*TEXTO FORNECIDO*.
É uma dessas festas de casamento tão comuns entre latino-americanos indocumentados nos Estados Unidos: cheias de desconhecidos, sem medir gastos, com dinheiro emprestado, e tudo para enviar o vídeo e as fotos aos familiares em seus países de origem e mostrar-lhes que triunfaram, que alcançaram o sonho americano, que podem se dar ao luxo de pagar um bom salão e um bufê com garçons; mesmo que eles trabalhem limpando banheiros, misturando cimento, cortando grama ou capinando os campos de cultivo dos grandes empresários que não precisamente em sua maioria são anglo-saxões.
Porque quem explora não tem cor, nem religião, não tem nacionalidade nem ideologia; pode ser qualquer um que tenha o poder de fazê-lo desde sua posição privilegiadas diante de outros.
É casamento de guatemaltecos, não puseram marimba porque dizem que são ladinos do oriente, então puseram nortenhas mexicanas; há outros que colocam marimba durante alguns minutos porque dizem que são guatemaltecos acima de tudo e que a marimba os identifica (e não passam de embusteiros que desconhecem tudo o mais) mas o indígena eles o veem como a bosta à qual não há que pisar porque antes de tudo são racistas.

*TRECHO DA LISTAGEM*.
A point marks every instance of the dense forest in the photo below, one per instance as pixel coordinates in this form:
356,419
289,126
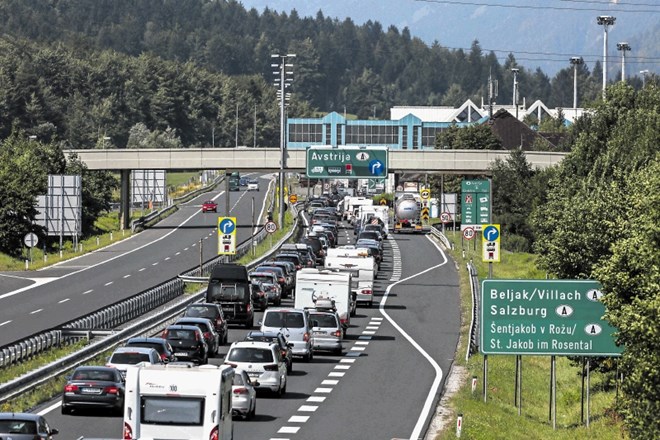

*TAREFAS PROPOSTAS*.
1. Responda às perguntas abaixo com base no texto sobre o casamento guatemalteco.
(a) A quem são enviados o vídeo e as fotos dessas festas de casamento?
(b) Que música foi colocada no casamento no lugar da marimba?
(c) Por que motivo não puseram marimba nesse casamento?
2. Retome o texto sobre o casamento guatemalteco e escreva a continuação a partir da última frase apresentada.

*RESPOSTAS*.
1.
(a) Aos familiares em seus países de origem.
(b) Nortenhas mexicanas.
(c) Porque dizem que são ladinos do oriente.

2.
Porque se na Guatemala o ladino trata mal o indígena, no estrangeiro o tratamento é elevado ao quadrado. É mais fácil que um guatemalteco ladino chame o departamento de migração para denunciar e pedir a deportação de um indígena, a que o faça um gringo.
É casamento de guatemaltecos!
Palavras vão e palavras vem, dedicatórias por aqui, agradecimento por ali, loas ao vento e lágrimas de emoção e hipocrisia; todos sorriem para a foto. A festa está sendo transmitida ao vivo pelas redes sociais para a aldeia de onde são os noivos; há uma reunião e por meio de um computador conseguem ver os noivos vestidos de gala e os convidados agarrando com as duas mãos os manjares servidos pelos garçons. Enquanto alguns dançam, outros brindam; a bebida é grátis então aproveitam para encher a pança; que tenham que levá-los carregados, não importa. Não importa tampouco quem são os noivos, é sábado à noite e é verão, com comida e bebida grátis.
Saio a tomar um ar com o pretexto de ir ao banheiro, o ambiente é pesado. No recinto há quatro salões e em todos estão sendo realizadas bodas, os banheiros estão fora, no fim do corredor; eu me dirijo a eles mas noto que há uma festa de casamento de palestinos e que a celebram separadamente; em um salão entram os homens e em outro as mulheres, todos estão vestidos de gala com sua roupa típica. É uma elegância, uma beleza encantadora de todos eles. Paro, observando os trajes, os detalhes minuciosos de costura e adorno, os corpos esculturais das mulheres e a finura dos homens que levam sua kufiya palestina.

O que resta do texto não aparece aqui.